*THE DATA*:
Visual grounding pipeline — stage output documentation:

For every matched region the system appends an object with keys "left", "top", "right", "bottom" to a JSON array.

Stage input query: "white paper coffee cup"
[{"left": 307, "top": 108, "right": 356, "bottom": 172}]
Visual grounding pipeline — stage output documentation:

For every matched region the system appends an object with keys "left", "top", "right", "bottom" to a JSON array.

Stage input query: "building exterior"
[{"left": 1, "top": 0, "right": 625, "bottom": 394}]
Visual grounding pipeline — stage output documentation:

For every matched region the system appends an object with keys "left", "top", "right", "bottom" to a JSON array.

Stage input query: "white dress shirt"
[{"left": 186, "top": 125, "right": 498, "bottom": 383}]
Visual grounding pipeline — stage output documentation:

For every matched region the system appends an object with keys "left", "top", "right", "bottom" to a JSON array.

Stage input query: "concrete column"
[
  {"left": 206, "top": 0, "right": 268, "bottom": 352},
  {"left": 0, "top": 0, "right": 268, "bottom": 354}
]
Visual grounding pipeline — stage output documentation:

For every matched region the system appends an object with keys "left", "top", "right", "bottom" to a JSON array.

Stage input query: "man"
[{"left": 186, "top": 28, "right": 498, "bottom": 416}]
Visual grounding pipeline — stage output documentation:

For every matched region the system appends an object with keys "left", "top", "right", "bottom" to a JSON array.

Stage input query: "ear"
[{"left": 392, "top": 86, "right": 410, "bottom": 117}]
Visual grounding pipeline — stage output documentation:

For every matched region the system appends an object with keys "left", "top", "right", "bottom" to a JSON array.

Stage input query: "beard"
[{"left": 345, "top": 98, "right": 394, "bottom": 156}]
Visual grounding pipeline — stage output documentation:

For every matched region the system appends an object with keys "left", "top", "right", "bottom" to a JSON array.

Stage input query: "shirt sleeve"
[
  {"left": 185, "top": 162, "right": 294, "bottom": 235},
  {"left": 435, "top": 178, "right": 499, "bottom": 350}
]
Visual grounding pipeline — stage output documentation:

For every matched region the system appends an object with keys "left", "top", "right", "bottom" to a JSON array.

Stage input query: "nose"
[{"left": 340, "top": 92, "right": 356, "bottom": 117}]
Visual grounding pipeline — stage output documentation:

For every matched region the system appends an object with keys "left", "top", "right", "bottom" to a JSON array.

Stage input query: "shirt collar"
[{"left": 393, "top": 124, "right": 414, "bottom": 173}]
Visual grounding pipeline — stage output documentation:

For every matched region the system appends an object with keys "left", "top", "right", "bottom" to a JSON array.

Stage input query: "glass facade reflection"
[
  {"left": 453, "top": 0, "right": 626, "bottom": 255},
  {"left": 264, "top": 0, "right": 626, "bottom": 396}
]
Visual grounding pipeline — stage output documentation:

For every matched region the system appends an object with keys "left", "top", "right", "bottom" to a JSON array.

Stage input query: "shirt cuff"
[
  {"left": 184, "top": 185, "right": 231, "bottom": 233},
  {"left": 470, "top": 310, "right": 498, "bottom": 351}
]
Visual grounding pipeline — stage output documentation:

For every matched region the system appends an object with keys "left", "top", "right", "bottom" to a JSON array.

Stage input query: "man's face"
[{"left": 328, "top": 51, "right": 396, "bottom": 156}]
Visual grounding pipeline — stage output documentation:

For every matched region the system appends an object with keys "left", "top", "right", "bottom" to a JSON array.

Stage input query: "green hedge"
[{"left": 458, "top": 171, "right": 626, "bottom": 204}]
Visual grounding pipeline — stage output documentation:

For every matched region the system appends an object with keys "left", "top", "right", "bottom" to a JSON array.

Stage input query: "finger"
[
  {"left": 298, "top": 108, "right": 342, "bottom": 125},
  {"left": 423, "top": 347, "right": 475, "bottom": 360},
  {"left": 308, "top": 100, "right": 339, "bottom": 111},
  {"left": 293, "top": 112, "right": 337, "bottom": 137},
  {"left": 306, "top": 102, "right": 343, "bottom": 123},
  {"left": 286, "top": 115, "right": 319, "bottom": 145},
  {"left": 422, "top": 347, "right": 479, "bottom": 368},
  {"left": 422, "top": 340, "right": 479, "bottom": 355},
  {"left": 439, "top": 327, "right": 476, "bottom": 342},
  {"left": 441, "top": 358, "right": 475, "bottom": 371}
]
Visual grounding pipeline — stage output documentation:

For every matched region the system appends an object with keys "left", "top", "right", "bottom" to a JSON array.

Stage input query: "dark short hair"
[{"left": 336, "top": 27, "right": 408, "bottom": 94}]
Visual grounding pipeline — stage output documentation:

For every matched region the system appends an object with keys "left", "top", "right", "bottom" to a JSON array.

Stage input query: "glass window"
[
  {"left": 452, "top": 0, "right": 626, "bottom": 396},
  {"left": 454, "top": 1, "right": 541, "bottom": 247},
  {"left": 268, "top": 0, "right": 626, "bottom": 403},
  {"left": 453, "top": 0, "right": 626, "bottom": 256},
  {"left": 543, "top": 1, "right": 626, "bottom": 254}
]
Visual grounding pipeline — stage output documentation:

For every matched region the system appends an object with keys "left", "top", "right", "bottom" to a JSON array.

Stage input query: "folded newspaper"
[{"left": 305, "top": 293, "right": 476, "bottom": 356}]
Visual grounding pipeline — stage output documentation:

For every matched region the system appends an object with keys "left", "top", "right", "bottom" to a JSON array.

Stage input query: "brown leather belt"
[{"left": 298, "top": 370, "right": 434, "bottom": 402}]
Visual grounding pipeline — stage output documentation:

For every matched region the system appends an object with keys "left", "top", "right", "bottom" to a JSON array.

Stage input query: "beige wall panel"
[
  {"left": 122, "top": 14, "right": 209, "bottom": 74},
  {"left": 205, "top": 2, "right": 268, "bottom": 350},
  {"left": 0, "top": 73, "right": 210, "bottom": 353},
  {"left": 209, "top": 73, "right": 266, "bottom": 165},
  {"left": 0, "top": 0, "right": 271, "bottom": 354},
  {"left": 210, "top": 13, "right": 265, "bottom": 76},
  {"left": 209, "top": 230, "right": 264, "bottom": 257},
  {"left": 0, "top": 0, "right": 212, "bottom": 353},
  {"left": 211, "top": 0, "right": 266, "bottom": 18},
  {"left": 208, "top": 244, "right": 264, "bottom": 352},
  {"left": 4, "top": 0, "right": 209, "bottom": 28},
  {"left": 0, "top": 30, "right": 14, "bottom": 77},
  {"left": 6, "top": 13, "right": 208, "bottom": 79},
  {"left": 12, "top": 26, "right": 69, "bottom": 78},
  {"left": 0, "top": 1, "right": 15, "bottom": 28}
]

*INSTRUCTIONS FOR THE TASK*: Return the full listing unchanged.

*REPLY TO THE TASK*:
Visual grounding pipeline — stage output documentation:

For every matched region the system appends an object with keys "left", "top", "right", "bottom" to a JSON array.

Stage input query: "white paper coffee cup"
[{"left": 307, "top": 108, "right": 356, "bottom": 172}]
Visual grounding pipeline — stage output documentation:

For every matched region the system appends an object with keys "left", "top", "right", "bottom" to a JSON array.

Stage input query: "building exterior"
[{"left": 1, "top": 0, "right": 625, "bottom": 394}]
Visual grounding pipeline — stage output documentation:

For every matched region the system appends an object with keys "left", "top", "right", "bottom" to a JSON array.

Stage input query: "white dress shirt"
[{"left": 186, "top": 125, "right": 498, "bottom": 383}]
Visual grounding pipeline — stage output documentation:

For every matched region the system appends an object with keys "left", "top", "right", "bottom" to a JSON array.

Stage input query: "concrete column"
[
  {"left": 206, "top": 0, "right": 268, "bottom": 352},
  {"left": 0, "top": 0, "right": 268, "bottom": 354}
]
Visual grounding pipeline — stage output documentation:

For every matched region the system appends an object with keys "left", "top", "right", "bottom" to a JSON array.

Stage input query: "man"
[{"left": 186, "top": 28, "right": 498, "bottom": 416}]
Visual grounding pipeline — stage output documentation:

For every matched region the system appends an object with keys "left", "top", "right", "bottom" to a JSON array.

Stage input query: "ear"
[{"left": 392, "top": 86, "right": 410, "bottom": 117}]
Visual grounding pipeline — stage output documentation:

For every matched region the system appends an object with keys "left", "top", "right", "bottom" to a JSON array.

Stage input query: "beard"
[{"left": 345, "top": 98, "right": 394, "bottom": 156}]
Visual grounding pipeline — stage output documentation:

For every matched region the system appends an object with keys "left", "top", "right", "bottom" to a JSON array.

Stage input query: "shirt sleeve"
[
  {"left": 185, "top": 162, "right": 294, "bottom": 235},
  {"left": 435, "top": 178, "right": 499, "bottom": 350}
]
Visual grounding pipeline — stage output documentation:

For every matched region the system appends an object with keys "left", "top", "right", "bottom" to a JSON array.

Stage input query: "nose"
[{"left": 340, "top": 92, "right": 356, "bottom": 117}]
Visual grounding pipeline — stage output documentation:

For every matched region the system appends an object with keys "left", "top", "right", "bottom" to a JSON array.

Stage input query: "shirt collar"
[{"left": 393, "top": 124, "right": 414, "bottom": 173}]
Visual grounding pipeline — stage output documentation:

For every matched region the system appends an object with keys "left", "top", "right", "bottom" to a JSON array.

Stage input query: "glass facade reflection"
[
  {"left": 453, "top": 0, "right": 626, "bottom": 255},
  {"left": 264, "top": 0, "right": 626, "bottom": 396}
]
Visual grounding pipeline — stage output documentation:

For every matched region the system appends an object with keys "left", "top", "right", "bottom" to a JSON array.

Stage input query: "shirt cuff"
[
  {"left": 184, "top": 185, "right": 231, "bottom": 233},
  {"left": 470, "top": 310, "right": 498, "bottom": 351}
]
Visual grounding pipeline — stage output documentation:

For every matched region the system appends an object with keys "left", "top", "right", "bottom" to a JSON array.

Stage input query: "man's face"
[{"left": 328, "top": 51, "right": 396, "bottom": 156}]
Visual grounding pipeline — stage output documentation:

For every matched region the system appends an object with keys "left", "top", "right", "bottom" to a JSON array.

Stage input query: "green hedge"
[{"left": 458, "top": 171, "right": 626, "bottom": 204}]
Visual grounding pipeline — stage output documentation:

For every matched region the system appends an object with keys "left", "top", "right", "bottom" to a JSON array.

Stage input query: "finger"
[
  {"left": 298, "top": 108, "right": 342, "bottom": 125},
  {"left": 423, "top": 347, "right": 475, "bottom": 360},
  {"left": 308, "top": 100, "right": 339, "bottom": 111},
  {"left": 293, "top": 112, "right": 337, "bottom": 137},
  {"left": 306, "top": 102, "right": 343, "bottom": 123},
  {"left": 286, "top": 115, "right": 319, "bottom": 145},
  {"left": 422, "top": 347, "right": 479, "bottom": 368},
  {"left": 422, "top": 340, "right": 479, "bottom": 355},
  {"left": 439, "top": 327, "right": 476, "bottom": 342},
  {"left": 441, "top": 358, "right": 475, "bottom": 371}
]
Visual grounding pipeline — stage output documentation:

For every matched region the system appends an object with keys "left", "top", "right", "bottom" to a JSON array.

Stage input query: "dark short hair"
[{"left": 336, "top": 27, "right": 408, "bottom": 94}]
Visual grounding pipeline — stage output documentation:

For every matched region the system appends an object with keys "left", "top", "right", "bottom" to a JSON array.

Stage input query: "glass window"
[
  {"left": 452, "top": 0, "right": 626, "bottom": 396},
  {"left": 454, "top": 1, "right": 541, "bottom": 247},
  {"left": 268, "top": 0, "right": 626, "bottom": 403},
  {"left": 453, "top": 0, "right": 626, "bottom": 256},
  {"left": 543, "top": 1, "right": 626, "bottom": 254}
]
Visual grounding pipeline — stage output documentation:

For every matched region the system appends an object with keys "left", "top", "right", "bottom" to a JSON array.

Stage input query: "folded newspaper"
[{"left": 305, "top": 293, "right": 476, "bottom": 356}]
Visual grounding pipeline — stage output documentation:

For every matched region the system appends an object with keys "left", "top", "right", "bottom" to a JSON array.

Stage input query: "brown leather belt"
[{"left": 298, "top": 370, "right": 434, "bottom": 402}]
Visual grounding pipeline — stage output documentation:

For every matched region the system appends an object with keys "left", "top", "right", "bottom" to a JSON array.

Stage input query: "beige wall panel"
[
  {"left": 122, "top": 14, "right": 209, "bottom": 74},
  {"left": 205, "top": 2, "right": 268, "bottom": 350},
  {"left": 0, "top": 73, "right": 210, "bottom": 353},
  {"left": 209, "top": 73, "right": 266, "bottom": 165},
  {"left": 0, "top": 0, "right": 271, "bottom": 354},
  {"left": 210, "top": 13, "right": 265, "bottom": 76},
  {"left": 209, "top": 230, "right": 264, "bottom": 257},
  {"left": 0, "top": 0, "right": 212, "bottom": 353},
  {"left": 211, "top": 0, "right": 266, "bottom": 18},
  {"left": 208, "top": 244, "right": 264, "bottom": 352},
  {"left": 4, "top": 0, "right": 209, "bottom": 28},
  {"left": 0, "top": 30, "right": 14, "bottom": 77},
  {"left": 6, "top": 13, "right": 208, "bottom": 79},
  {"left": 12, "top": 26, "right": 69, "bottom": 78},
  {"left": 0, "top": 1, "right": 15, "bottom": 28}
]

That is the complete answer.